:: Items ::
►

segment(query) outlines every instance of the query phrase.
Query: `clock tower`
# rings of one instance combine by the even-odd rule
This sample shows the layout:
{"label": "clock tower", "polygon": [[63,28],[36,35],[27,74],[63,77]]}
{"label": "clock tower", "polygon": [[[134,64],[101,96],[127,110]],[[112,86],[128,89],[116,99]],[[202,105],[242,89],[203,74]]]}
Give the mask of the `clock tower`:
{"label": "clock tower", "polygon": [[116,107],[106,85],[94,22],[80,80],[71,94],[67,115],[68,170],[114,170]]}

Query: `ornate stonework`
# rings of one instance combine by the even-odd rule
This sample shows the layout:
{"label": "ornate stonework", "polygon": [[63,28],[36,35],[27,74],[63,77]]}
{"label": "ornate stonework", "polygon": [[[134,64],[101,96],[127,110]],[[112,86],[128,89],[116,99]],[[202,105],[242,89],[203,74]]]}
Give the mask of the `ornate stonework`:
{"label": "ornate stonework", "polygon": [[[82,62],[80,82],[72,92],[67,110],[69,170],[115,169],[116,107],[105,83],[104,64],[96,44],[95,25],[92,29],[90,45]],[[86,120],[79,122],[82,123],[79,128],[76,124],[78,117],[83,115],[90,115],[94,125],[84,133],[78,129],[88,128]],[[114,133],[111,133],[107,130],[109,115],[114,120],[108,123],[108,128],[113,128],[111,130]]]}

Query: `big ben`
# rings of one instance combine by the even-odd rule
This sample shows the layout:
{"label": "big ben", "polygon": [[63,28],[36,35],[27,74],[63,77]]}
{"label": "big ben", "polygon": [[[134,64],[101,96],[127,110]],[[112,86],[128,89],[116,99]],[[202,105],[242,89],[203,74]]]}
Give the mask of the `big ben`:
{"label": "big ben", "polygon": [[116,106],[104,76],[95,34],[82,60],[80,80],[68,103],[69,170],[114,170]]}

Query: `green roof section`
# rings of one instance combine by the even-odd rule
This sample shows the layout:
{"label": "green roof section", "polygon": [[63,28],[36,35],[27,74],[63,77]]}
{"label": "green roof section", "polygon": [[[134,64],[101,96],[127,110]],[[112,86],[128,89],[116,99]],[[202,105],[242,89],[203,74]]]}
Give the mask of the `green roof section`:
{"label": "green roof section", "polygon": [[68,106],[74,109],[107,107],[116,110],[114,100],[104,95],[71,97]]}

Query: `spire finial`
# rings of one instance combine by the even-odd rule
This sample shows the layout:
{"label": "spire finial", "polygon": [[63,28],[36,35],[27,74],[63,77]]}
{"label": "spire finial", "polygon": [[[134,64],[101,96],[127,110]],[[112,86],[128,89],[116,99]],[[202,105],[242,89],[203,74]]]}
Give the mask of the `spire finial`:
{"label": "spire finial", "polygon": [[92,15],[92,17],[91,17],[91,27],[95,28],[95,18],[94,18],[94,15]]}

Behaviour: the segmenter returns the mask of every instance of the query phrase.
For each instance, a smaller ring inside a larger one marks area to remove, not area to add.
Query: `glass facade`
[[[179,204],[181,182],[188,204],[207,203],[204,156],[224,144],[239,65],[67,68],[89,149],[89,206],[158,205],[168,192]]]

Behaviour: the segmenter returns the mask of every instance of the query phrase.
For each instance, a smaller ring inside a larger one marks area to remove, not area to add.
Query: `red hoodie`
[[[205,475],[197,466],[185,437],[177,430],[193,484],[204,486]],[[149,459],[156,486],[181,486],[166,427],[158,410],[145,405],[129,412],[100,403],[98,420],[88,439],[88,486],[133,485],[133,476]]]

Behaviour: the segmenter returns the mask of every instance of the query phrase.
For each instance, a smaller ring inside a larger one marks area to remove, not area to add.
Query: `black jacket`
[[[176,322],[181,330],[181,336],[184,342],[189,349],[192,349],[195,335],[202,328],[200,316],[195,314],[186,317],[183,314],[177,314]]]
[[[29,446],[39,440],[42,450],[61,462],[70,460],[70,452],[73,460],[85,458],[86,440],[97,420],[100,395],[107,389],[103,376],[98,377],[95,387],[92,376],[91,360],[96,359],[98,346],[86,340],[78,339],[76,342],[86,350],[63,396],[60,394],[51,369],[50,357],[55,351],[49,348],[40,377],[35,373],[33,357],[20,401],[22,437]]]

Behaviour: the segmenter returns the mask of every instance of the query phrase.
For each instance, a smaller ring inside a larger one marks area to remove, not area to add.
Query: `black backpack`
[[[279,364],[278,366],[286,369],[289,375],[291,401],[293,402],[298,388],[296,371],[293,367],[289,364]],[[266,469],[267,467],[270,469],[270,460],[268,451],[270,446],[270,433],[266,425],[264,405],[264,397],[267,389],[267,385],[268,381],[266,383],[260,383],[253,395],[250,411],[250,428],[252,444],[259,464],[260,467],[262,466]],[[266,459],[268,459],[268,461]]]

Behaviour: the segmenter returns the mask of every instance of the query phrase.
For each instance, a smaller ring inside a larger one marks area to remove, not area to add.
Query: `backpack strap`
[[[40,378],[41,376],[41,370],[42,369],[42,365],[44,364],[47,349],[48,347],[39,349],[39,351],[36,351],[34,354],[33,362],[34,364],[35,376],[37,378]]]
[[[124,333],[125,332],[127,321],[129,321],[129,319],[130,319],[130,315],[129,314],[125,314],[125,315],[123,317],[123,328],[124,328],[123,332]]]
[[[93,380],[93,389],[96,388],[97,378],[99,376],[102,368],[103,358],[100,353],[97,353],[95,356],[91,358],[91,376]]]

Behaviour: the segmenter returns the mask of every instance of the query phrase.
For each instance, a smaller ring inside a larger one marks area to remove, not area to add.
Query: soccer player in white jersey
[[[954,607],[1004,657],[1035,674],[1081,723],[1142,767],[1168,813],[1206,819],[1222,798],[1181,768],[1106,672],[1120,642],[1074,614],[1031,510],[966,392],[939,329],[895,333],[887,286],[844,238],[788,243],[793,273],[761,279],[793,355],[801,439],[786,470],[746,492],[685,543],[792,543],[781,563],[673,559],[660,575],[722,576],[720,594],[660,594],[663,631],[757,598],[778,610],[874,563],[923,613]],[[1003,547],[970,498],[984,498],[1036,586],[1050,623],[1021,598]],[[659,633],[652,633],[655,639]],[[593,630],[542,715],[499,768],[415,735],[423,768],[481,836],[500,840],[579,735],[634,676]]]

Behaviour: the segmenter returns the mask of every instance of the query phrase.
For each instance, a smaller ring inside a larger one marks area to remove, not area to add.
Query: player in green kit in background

◄

:: Task directions ::
Write the whole listing out again. Keep every line exactly as it is.

:: Task solution ::
segment(query) outlines every instance of the query phrase.
Query: `clock tower`
# rings of one instance combine by the even-odd rule
This sample shows the layout:
{"label": "clock tower", "polygon": [[63,28],[36,35],[27,74],[63,77]]}
{"label": "clock tower", "polygon": [[[134,64],[101,96],[127,110]],[[112,86],[128,89],[116,99]],[[202,105],[242,89],[203,74]]]}
Give the mask of the `clock tower`:
{"label": "clock tower", "polygon": [[116,107],[106,85],[94,22],[80,80],[71,94],[67,115],[68,170],[114,170]]}

Query: `ornate stonework`
# rings of one instance combine by the even-odd rule
This sample shows the layout:
{"label": "ornate stonework", "polygon": [[63,28],[36,35],[27,74],[63,77]]}
{"label": "ornate stonework", "polygon": [[[134,64],[101,96],[127,110]],[[112,86],[128,89],[116,99]],[[202,105],[242,89],[203,74]]]}
Give the mask of the `ornate stonework`:
{"label": "ornate stonework", "polygon": [[[82,62],[80,82],[72,92],[67,110],[69,170],[115,169],[116,107],[105,83],[104,64],[96,44],[95,25],[92,29],[90,45]],[[86,120],[79,122],[82,123],[79,128],[76,124],[78,117],[83,115],[90,115],[94,125],[84,133],[78,129],[88,128]],[[114,133],[111,133],[107,130],[109,115],[114,120],[108,123],[108,128],[113,128],[111,130]]]}

Query: `big ben`
# rings of one instance combine by the even-odd rule
This sample shows the layout:
{"label": "big ben", "polygon": [[63,28],[36,35],[27,74],[63,77]]}
{"label": "big ben", "polygon": [[[134,64],[101,96],[127,110]],[[112,86],[128,89],[116,99]],[[202,105],[242,89],[203,74]]]}
Give the mask of the `big ben`:
{"label": "big ben", "polygon": [[116,106],[104,76],[95,34],[82,60],[80,80],[68,103],[69,170],[114,170]]}

Query: `green roof section`
# rings of one instance combine by the even-odd rule
This sample shows the layout:
{"label": "green roof section", "polygon": [[63,28],[36,35],[27,74],[63,77]]}
{"label": "green roof section", "polygon": [[[134,64],[101,96],[127,110]],[[112,86],[128,89],[116,99]],[[202,105],[242,89],[203,74]]]}
Give the mask of the `green roof section`:
{"label": "green roof section", "polygon": [[68,106],[74,109],[107,107],[116,110],[114,100],[104,95],[71,97]]}

Query: `spire finial`
# rings of one instance combine by the even-odd rule
This sample shows the layout:
{"label": "spire finial", "polygon": [[63,28],[36,35],[27,74],[63,77]]}
{"label": "spire finial", "polygon": [[[134,64],[101,96],[127,110]],[[112,86],[128,89],[116,99]],[[202,105],[242,89],[203,74]]]}
Give the mask of the `spire finial`:
{"label": "spire finial", "polygon": [[92,15],[92,17],[91,17],[91,27],[95,28],[95,18],[94,18],[94,15]]}

Behaviour: the segmenter returns the mask of every instance of the query phrase.
For each instance, a smaller ring inside a larger one marks area to remove, not area to add.
Query: `glass facade`
[[[179,204],[181,182],[188,204],[207,203],[204,156],[224,144],[239,65],[67,68],[89,149],[89,206],[158,205],[168,192]]]

Behaviour: the segmenter returns the mask of every instance of the query phrase.
For each instance, a smaller ring inside a larger one marks area to remove, not area to add.
Query: `red hoodie`
[[[205,475],[197,466],[185,437],[177,430],[193,484],[204,486]],[[149,459],[156,486],[181,486],[166,427],[158,410],[145,405],[129,412],[100,403],[98,420],[88,439],[88,486],[133,485],[133,476]]]

Behaviour: the segmenter returns the mask of every instance of the query phrase.
For each instance, a smaller ring inside a larger one marks area to remove, not area to add.
Query: `black jacket`
[[[176,322],[181,330],[181,336],[184,342],[189,349],[192,349],[195,335],[202,328],[200,316],[195,314],[186,317],[183,314],[177,314]]]
[[[29,446],[39,440],[42,450],[61,462],[70,460],[70,452],[73,460],[85,458],[86,440],[97,420],[100,395],[107,389],[103,376],[98,377],[95,387],[92,376],[91,360],[96,359],[98,346],[86,340],[78,339],[76,342],[86,350],[63,396],[60,394],[51,369],[50,357],[55,351],[49,348],[40,377],[35,373],[33,357],[20,401],[22,437]]]

Behaviour: the segmenter returns the mask of every instance of the query phrase.
For each instance, a smaller ring inside a larger one marks area to remove, not area to add.
Query: `black backpack`
[[[279,364],[278,366],[286,369],[289,375],[291,401],[293,402],[298,388],[296,371],[293,367],[289,364]],[[266,469],[267,467],[270,469],[270,460],[268,451],[270,446],[270,433],[266,425],[264,405],[264,397],[267,389],[267,385],[268,381],[266,383],[260,383],[253,395],[250,411],[250,428],[252,444],[259,464],[260,467],[262,466]],[[266,459],[268,459],[268,461]]]

Behaviour: the segmenter returns the mask of every instance of the query phrase.
For each instance, a smaller ring inside a larger one marks area to remove, not area to add.
Query: `backpack strap`
[[[40,378],[41,376],[41,370],[42,369],[42,365],[44,364],[47,349],[48,347],[39,349],[39,351],[36,351],[34,354],[33,362],[34,364],[35,376],[37,378]]]
[[[124,333],[125,332],[127,321],[129,321],[129,319],[130,319],[130,315],[129,314],[125,314],[125,315],[123,317],[123,328],[124,328],[123,332]]]
[[[93,380],[93,389],[96,388],[97,378],[99,376],[102,368],[103,358],[100,353],[97,353],[95,356],[91,358],[91,376]]]

Behaviour: the segmenter returns the mask of every instance of the query phrase.
For each instance, a smaller ring inside a larger one marks area to remove, not area to add.
Query: soccer player in white jersey
[[[954,607],[1004,657],[1035,674],[1081,723],[1142,767],[1168,813],[1206,819],[1222,798],[1181,768],[1106,672],[1120,642],[1074,614],[1031,510],[966,392],[939,329],[895,333],[887,286],[844,238],[788,243],[793,273],[761,279],[793,355],[801,439],[786,470],[746,492],[685,543],[792,543],[781,563],[673,559],[660,575],[722,576],[720,594],[660,594],[663,631],[757,598],[778,610],[874,563],[923,613]],[[1003,547],[970,498],[984,498],[1036,586],[1050,623],[1021,598]],[[659,633],[652,633],[655,639]],[[593,630],[542,715],[499,768],[415,735],[423,768],[481,836],[500,840],[579,735],[634,676]]]

Behaviour: the segmenter returns the mask of every instance of the query phrase.
For each instance, a smaller ring inside a larger one marks area to remove, not area to add.
Query: player in green kit in background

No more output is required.